THE PROBLEM:
The lines you return must be all those in the data that hold the string "dark".

EXERCISE MATERIAL:
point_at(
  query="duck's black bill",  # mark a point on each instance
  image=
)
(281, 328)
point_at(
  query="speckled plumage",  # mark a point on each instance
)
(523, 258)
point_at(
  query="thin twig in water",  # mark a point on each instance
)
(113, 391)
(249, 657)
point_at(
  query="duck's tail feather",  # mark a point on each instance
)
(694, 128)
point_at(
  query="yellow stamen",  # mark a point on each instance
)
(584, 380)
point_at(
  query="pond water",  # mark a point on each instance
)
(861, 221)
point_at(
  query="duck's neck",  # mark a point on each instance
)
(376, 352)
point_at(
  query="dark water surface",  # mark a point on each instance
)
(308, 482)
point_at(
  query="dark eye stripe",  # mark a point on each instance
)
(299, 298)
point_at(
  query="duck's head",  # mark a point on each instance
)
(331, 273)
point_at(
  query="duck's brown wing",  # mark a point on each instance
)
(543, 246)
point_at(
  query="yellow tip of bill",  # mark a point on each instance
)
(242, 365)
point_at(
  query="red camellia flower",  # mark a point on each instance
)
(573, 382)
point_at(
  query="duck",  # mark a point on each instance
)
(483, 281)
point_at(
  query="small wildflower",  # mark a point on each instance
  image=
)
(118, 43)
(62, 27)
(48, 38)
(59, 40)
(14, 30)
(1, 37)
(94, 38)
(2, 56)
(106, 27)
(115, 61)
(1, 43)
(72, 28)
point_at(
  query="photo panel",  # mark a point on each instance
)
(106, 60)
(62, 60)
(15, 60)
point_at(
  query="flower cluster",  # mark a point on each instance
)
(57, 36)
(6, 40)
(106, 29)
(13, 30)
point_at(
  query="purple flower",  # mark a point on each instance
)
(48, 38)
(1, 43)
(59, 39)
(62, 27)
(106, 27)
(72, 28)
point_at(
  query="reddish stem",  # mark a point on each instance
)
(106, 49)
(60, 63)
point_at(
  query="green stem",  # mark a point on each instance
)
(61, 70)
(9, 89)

SOLVED EXERCISE:
  query="dark water surface",  # mark a point on each instance
  query="dark eye stripe",  # mark a point on each instance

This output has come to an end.